__EXERCISES TO COMPLETE__:
A) In the championship text, edit the passage from "Originally, ECW was" to "official WWE website." so that "bankruptcy" is replaced with "insolvency".
B) According to the championship text, in what year did ECW withdraw as an NWA member?

--- TEXT Enclosed Below ---

The ECW World Television Championship was a professional wrestling television championship contested for in Extreme Championship Wrestling (ECW). It was the secondary title of ECW.

Originally, ECW was a member of the National Wrestling Alliance (NWA), an organization with many member promotions. ECW withdrew as an NWA member in 1994. The championship remained active until April 2001, when ECW filed for bankruptcy. All of ECW's assets were later purchased by World Wrestling Entertainment (WWE) in mid-2003, including the copyrights to ECW's championships. In May 2006, WWE extended its promotion by adding ECW as a third additional brand, the others being Raw and SmackDown, in a brand extension. The ECW World Heavyweight Championship was the only former ECW title to be recommissioned by WWE for the new brand. While this championship remains decommissioned, its records are under the name "ECW Television Championship" on the official WWE website.

--- End of Enclosed TEXT ---
--- RECORD EXCERPTS Enclosed Below ---

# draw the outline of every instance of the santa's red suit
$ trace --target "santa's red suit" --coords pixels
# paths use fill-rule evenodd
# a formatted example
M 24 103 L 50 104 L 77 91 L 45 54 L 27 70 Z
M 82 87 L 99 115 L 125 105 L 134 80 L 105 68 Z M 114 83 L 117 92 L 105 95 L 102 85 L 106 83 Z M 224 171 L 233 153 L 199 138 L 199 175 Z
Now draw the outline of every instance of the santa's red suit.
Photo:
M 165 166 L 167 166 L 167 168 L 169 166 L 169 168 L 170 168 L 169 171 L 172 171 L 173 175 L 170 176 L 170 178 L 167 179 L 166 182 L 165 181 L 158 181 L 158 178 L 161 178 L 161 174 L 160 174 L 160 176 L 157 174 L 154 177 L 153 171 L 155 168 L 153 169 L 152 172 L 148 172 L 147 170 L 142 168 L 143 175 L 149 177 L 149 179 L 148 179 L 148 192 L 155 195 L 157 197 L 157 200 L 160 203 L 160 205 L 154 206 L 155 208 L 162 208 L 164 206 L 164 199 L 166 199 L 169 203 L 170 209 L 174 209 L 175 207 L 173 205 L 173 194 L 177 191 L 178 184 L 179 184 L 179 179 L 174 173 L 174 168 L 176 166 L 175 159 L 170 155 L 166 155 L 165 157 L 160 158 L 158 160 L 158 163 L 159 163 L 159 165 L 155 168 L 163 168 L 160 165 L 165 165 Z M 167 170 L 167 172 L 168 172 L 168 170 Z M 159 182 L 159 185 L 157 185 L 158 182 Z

--- End of Enclosed RECORD EXCERPTS ---
--- RECORD EXCERPTS Enclosed Below ---

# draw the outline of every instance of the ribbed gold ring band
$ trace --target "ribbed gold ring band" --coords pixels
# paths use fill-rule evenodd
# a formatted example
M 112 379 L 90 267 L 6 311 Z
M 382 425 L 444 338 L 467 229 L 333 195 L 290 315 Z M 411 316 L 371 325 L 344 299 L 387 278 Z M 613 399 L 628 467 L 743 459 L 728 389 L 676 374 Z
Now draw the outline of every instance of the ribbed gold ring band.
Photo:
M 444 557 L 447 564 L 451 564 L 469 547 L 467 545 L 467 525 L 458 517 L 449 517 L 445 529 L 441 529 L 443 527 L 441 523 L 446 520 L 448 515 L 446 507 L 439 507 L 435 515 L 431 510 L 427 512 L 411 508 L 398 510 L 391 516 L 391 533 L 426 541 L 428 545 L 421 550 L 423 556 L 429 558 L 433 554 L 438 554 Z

--- End of Enclosed RECORD EXCERPTS ---

__SOLUTIONS PER TASK__:
A)
Originally, ECW was a member of the National Wrestling Alliance (NWA), an organization with many member promotions. ECW withdrew as an NWA member in 1994. The championship remained active until April 2001, when ECW filed for insolvency. All of ECW's assets were later purchased by World Wrestling Entertainment (WWE) in mid-2003, including the copyrights to ECW's championships. In May 2006, WWE extended its promotion by adding ECW as a third additional brand, the others being Raw and SmackDown, in a brand extension. The ECW World Heavyweight Championship was the only former ECW title to be recommissioned by WWE for the new brand. While this championship remains decommissioned, its records are under the name "ECW Television Championship" on the official WWE website.

B) 1994